### TASK OBJECTIVE
Please identify each line in the records below that contains the word "safety" and copy those lines out in full.

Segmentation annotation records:

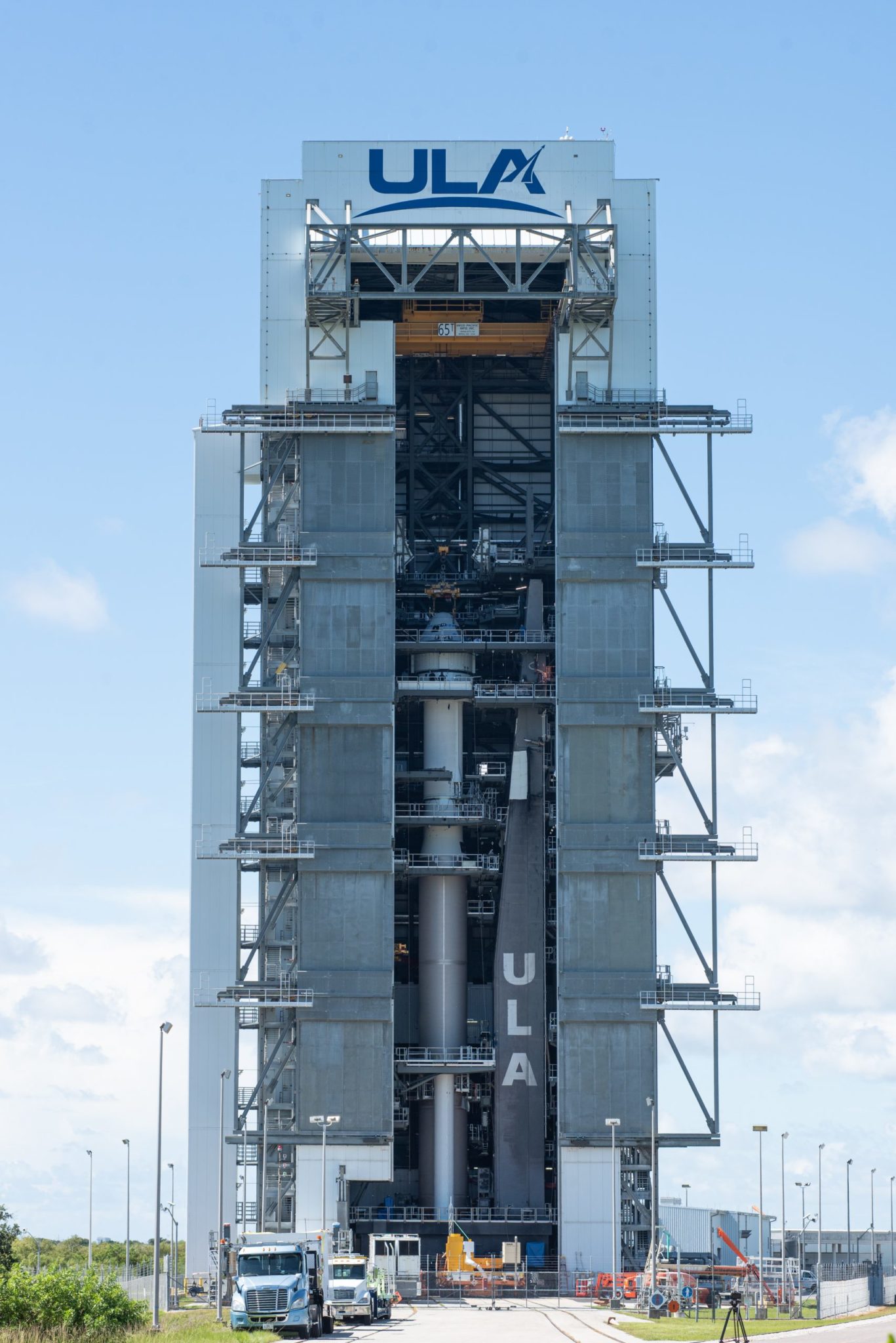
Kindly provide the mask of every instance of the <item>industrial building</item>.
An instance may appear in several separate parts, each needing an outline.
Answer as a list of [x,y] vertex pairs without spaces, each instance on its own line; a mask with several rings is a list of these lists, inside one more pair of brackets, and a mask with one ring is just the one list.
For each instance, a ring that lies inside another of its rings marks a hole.
[[328,1225],[570,1266],[610,1264],[614,1202],[643,1262],[660,1049],[695,1121],[656,1148],[719,1142],[719,1017],[759,998],[719,983],[719,868],[756,846],[719,825],[716,720],[756,701],[715,684],[713,583],[752,553],[712,469],[751,420],[666,399],[656,314],[656,183],[610,141],[312,142],[262,184],[258,396],[195,434],[191,1270],[222,1107],[231,1223],[317,1229],[339,1116]]

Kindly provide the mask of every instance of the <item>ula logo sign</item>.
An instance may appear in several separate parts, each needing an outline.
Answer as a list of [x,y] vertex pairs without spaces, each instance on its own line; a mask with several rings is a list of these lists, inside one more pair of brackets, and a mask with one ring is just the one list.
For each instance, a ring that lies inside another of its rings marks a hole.
[[[541,145],[544,149],[544,145]],[[415,149],[412,157],[411,176],[406,180],[394,180],[386,176],[383,165],[383,150],[371,149],[369,154],[369,184],[382,196],[396,196],[407,193],[406,200],[394,200],[388,205],[375,205],[372,210],[363,210],[356,219],[364,215],[387,215],[395,210],[439,210],[442,207],[473,205],[476,210],[517,210],[531,215],[549,215],[552,219],[562,216],[544,205],[535,205],[527,200],[508,200],[498,196],[500,187],[525,187],[529,196],[544,196],[544,187],[535,175],[535,165],[541,149],[527,157],[523,149],[501,149],[486,172],[481,183],[477,181],[450,181],[447,175],[447,150],[445,149]],[[431,158],[431,164],[430,164]],[[430,188],[431,195],[423,192]]]

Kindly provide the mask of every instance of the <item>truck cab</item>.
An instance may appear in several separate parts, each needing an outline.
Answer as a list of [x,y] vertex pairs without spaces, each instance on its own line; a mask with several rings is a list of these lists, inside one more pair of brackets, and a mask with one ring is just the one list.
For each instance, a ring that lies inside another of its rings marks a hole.
[[236,1249],[231,1330],[289,1330],[302,1338],[332,1332],[324,1317],[316,1240],[247,1236]]
[[333,1254],[328,1261],[326,1317],[336,1320],[388,1320],[392,1293],[384,1275],[368,1266],[363,1254]]

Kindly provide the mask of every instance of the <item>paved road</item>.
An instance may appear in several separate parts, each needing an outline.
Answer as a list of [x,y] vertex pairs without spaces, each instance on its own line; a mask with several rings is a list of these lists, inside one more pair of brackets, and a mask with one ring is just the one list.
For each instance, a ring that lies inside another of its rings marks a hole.
[[[720,1324],[721,1328],[721,1324]],[[789,1339],[790,1343],[887,1343],[896,1331],[892,1315],[877,1319],[827,1324],[818,1330],[762,1334],[762,1343]],[[821,1335],[821,1336],[819,1336]],[[631,1335],[607,1326],[603,1312],[570,1303],[557,1309],[545,1301],[508,1305],[490,1311],[484,1304],[400,1305],[391,1320],[376,1324],[343,1326],[334,1343],[635,1343]]]

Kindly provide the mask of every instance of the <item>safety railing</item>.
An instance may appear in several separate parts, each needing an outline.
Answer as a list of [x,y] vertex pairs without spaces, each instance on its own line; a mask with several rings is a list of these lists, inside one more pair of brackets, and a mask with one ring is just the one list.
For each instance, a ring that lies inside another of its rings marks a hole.
[[653,839],[638,843],[638,858],[646,862],[756,862],[759,845],[752,838],[750,826],[744,826],[743,838],[735,843],[712,835],[673,835],[661,831]]
[[395,866],[408,872],[498,872],[500,858],[496,853],[410,853],[396,849]]
[[199,690],[197,713],[310,713],[314,708],[313,690]]
[[461,1225],[467,1222],[545,1222],[553,1225],[557,1219],[553,1207],[388,1207],[356,1206],[351,1211],[352,1222],[447,1222],[449,1218]]
[[477,700],[556,700],[553,681],[478,681]]
[[742,681],[740,694],[660,686],[638,696],[641,713],[756,713],[758,706],[750,680]]
[[759,1011],[762,994],[750,980],[737,992],[712,986],[658,984],[656,988],[641,990],[641,1006],[646,1011]]
[[395,1062],[403,1068],[494,1068],[494,1049],[480,1045],[396,1045]]
[[[199,990],[193,994],[193,1006],[203,1007],[208,1006],[206,1002],[196,1002],[199,997]],[[292,982],[281,982],[274,984],[231,984],[228,988],[220,988],[215,995],[218,1003],[224,1006],[232,1005],[238,1007],[243,1005],[254,1005],[257,1007],[313,1007],[314,1006],[314,990],[313,988],[300,988],[298,984]]]
[[375,400],[375,398],[368,398],[367,383],[359,383],[357,387],[353,384],[347,384],[344,387],[287,387],[285,404],[324,404],[324,406],[357,406],[359,402]]
[[420,672],[416,676],[396,677],[395,686],[399,693],[406,694],[457,698],[473,692],[473,677],[457,672]]
[[553,630],[461,630],[442,631],[434,630],[396,630],[396,643],[484,643],[505,646],[509,643],[547,643],[555,642]]
[[477,760],[477,779],[506,779],[506,760]]
[[642,545],[635,551],[639,568],[668,569],[751,569],[752,549],[743,541],[737,545]]
[[752,415],[677,406],[595,411],[564,407],[557,414],[557,428],[563,434],[751,434]]
[[232,545],[222,549],[214,541],[199,551],[203,568],[298,568],[317,564],[316,545]]
[[598,387],[595,383],[578,380],[574,389],[567,391],[567,402],[590,402],[596,406],[665,406],[665,387]]
[[206,434],[279,432],[279,434],[394,434],[394,411],[363,411],[353,407],[328,410],[251,406],[224,411],[219,418],[203,415],[199,427]]
[[203,838],[196,842],[196,857],[265,860],[269,862],[273,858],[287,861],[293,858],[313,858],[314,841],[297,839],[290,834],[235,835],[232,839],[224,839],[222,843],[214,843]]

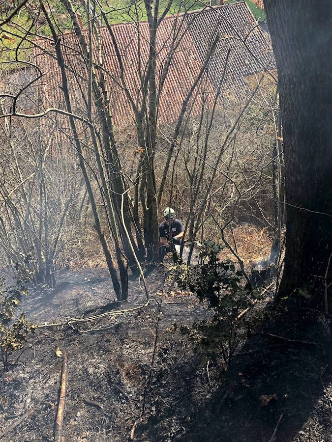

### TASK RESULT
Kindly provide the mask of every instance of the <item>safety railing</item>.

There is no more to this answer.